● INSTRUCTION: Reproduce the listing below line for line, keeping every character unchanged.
^^^^^^^^^^^^^^^^
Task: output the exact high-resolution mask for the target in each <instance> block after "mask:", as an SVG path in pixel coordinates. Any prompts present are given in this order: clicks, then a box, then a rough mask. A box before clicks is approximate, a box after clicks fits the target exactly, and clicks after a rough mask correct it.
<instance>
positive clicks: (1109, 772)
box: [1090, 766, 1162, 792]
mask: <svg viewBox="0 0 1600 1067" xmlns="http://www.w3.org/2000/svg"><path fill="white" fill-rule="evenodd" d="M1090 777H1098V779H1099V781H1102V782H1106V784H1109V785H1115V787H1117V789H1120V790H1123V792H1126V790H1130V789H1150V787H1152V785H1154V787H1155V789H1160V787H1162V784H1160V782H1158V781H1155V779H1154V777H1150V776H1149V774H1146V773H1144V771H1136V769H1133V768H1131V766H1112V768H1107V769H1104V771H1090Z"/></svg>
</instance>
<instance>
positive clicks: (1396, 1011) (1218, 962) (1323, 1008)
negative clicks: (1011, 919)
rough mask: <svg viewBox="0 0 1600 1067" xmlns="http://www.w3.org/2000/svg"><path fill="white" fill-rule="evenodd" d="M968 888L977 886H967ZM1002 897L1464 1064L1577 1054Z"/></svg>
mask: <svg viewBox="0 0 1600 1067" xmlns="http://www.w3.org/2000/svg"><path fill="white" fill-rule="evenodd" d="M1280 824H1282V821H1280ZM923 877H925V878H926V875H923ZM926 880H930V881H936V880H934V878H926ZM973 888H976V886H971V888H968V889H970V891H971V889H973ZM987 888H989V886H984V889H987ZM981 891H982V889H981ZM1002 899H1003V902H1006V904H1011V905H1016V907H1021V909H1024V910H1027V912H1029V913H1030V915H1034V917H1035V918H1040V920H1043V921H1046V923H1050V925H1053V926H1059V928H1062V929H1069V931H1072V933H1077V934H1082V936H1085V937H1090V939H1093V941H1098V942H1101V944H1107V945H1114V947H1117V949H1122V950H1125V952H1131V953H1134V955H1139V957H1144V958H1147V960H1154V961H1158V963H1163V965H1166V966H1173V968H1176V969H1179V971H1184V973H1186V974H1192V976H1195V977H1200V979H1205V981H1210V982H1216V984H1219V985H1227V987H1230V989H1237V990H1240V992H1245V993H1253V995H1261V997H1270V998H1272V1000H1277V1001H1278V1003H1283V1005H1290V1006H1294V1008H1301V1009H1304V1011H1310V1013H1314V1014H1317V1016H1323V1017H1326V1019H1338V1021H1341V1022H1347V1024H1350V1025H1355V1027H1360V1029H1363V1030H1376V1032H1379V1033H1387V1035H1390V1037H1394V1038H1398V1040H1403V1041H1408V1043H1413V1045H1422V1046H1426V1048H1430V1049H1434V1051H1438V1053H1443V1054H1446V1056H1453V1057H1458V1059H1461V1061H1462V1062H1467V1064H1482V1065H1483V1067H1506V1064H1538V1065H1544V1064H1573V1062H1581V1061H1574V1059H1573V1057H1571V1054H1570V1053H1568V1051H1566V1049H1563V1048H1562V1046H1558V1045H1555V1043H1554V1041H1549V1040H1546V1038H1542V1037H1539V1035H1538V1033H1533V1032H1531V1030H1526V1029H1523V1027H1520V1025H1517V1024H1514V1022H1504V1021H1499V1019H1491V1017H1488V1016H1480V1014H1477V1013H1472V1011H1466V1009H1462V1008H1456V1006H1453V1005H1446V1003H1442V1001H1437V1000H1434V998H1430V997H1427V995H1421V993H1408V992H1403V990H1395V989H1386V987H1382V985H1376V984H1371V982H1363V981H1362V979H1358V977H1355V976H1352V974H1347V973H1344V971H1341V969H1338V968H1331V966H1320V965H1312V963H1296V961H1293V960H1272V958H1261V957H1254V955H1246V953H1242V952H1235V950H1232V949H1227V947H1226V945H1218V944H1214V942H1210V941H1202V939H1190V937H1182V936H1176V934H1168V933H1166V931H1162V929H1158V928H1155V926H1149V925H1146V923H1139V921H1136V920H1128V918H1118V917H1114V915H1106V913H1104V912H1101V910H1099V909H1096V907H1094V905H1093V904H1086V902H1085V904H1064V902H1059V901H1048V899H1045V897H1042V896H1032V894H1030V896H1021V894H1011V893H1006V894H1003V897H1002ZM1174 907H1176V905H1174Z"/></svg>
^^^^^^^^^^^^^^^^
● EXERCISE OUTPUT:
Task: output the exact high-resolution mask for the target in each <instance> block after "mask:", as an SVG path in pixel coordinates. Any prompts present are given in this order: clicks, then a box, then a rough mask. A box before clicks is approximate, a box after clicks fits the target exactly, and clicks after a rough mask correct it.
<instance>
positive clicks: (1109, 772)
box: [1090, 766, 1162, 792]
mask: <svg viewBox="0 0 1600 1067" xmlns="http://www.w3.org/2000/svg"><path fill="white" fill-rule="evenodd" d="M1090 777H1098V779H1099V781H1102V782H1106V784H1109V785H1115V787H1117V789H1120V790H1123V792H1126V790H1130V789H1150V787H1152V785H1154V787H1155V789H1160V787H1162V784H1160V782H1158V781H1155V779H1154V777H1150V776H1149V774H1146V773H1144V771H1136V769H1133V768H1131V766H1112V768H1107V769H1104V771H1090Z"/></svg>
</instance>
<instance>
positive clicks: (1396, 1011) (1218, 962) (1323, 1008)
negative clicks: (1011, 919)
rough mask: <svg viewBox="0 0 1600 1067" xmlns="http://www.w3.org/2000/svg"><path fill="white" fill-rule="evenodd" d="M968 888L977 886H967ZM1002 897L1464 1064L1577 1054Z"/></svg>
mask: <svg viewBox="0 0 1600 1067" xmlns="http://www.w3.org/2000/svg"><path fill="white" fill-rule="evenodd" d="M1280 824H1282V821H1280ZM923 877H925V878H926V875H923ZM926 880H930V881H936V880H934V878H926ZM973 888H976V886H971V888H968V889H970V891H971V889H973ZM987 888H989V886H984V889H987ZM981 891H982V889H981ZM1002 899H1003V902H1006V904H1011V905H1016V907H1021V909H1024V910H1027V912H1029V913H1030V915H1034V917H1035V918H1040V920H1043V921H1046V923H1050V925H1053V926H1059V928H1062V929H1069V931H1072V933H1077V934H1082V936H1085V937H1090V939H1093V941H1098V942H1101V944H1107V945H1114V947H1117V949H1122V950H1125V952H1131V953H1134V955H1139V957H1144V958H1147V960H1154V961H1158V963H1163V965H1166V966H1173V968H1176V969H1179V971H1184V973H1186V974H1192V976H1195V977H1200V979H1205V981H1210V982H1216V984H1219V985H1227V987H1230V989H1237V990H1240V992H1245V993H1253V995H1261V997H1270V998H1272V1000H1277V1001H1278V1003H1283V1005H1290V1006H1294V1008H1301V1009H1304V1011H1310V1013H1314V1014H1317V1016H1323V1017H1326V1019H1338V1021H1341V1022H1347V1024H1350V1025H1355V1027H1360V1029H1363V1030H1376V1032H1379V1033H1387V1035H1390V1037H1394V1038H1398V1040H1403V1041H1408V1043H1413V1045H1422V1046H1426V1048H1430V1049H1434V1051H1438V1053H1443V1054H1446V1056H1453V1057H1458V1059H1461V1061H1462V1062H1467V1064H1482V1065H1483V1067H1506V1064H1538V1065H1544V1064H1573V1062H1581V1061H1574V1059H1573V1057H1571V1054H1570V1053H1568V1051H1566V1049H1563V1048H1562V1046H1558V1045H1555V1043H1554V1041H1549V1040H1546V1038H1542V1037H1539V1035H1538V1033H1533V1032H1531V1030H1526V1029H1523V1027H1520V1025H1517V1024H1514V1022H1504V1021H1499V1019H1491V1017H1488V1016H1480V1014H1477V1013H1472V1011H1466V1009H1462V1008H1456V1006H1453V1005H1446V1003H1442V1001H1437V1000H1434V998H1430V997H1427V995H1421V993H1408V992H1403V990H1395V989H1386V987H1382V985H1376V984H1371V982H1363V981H1362V979H1358V977H1355V976H1352V974H1347V973H1344V971H1341V969H1338V968H1331V966H1320V965H1312V963H1296V961H1293V960H1272V958H1261V957H1254V955H1246V953H1242V952H1235V950H1232V949H1227V947H1226V945H1218V944H1214V942H1210V941H1202V939H1190V937H1182V936H1176V934H1168V933H1166V931H1162V929H1158V928H1155V926H1149V925H1146V923H1139V921H1136V920H1128V918H1118V917H1114V915H1106V913H1104V912H1101V910H1099V909H1096V907H1094V905H1093V904H1086V902H1085V904H1064V902H1059V901H1048V899H1045V897H1042V896H1032V894H1030V896H1021V894H1011V893H1006V894H1003V897H1002ZM1174 907H1176V905H1174Z"/></svg>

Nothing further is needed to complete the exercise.